Restate each entry word for word. Keep every detail intact.

[Referring expression data]
========================

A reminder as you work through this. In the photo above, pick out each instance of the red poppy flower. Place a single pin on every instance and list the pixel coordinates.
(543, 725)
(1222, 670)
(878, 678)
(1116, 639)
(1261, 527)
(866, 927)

========================

[Answer section]:
A reminder as you work through this. In the photo above, pick out each instance of the red poppy flower. Place a single pin on every instance and list the pixel coordinates.
(543, 725)
(1222, 670)
(878, 678)
(1116, 639)
(1261, 527)
(866, 927)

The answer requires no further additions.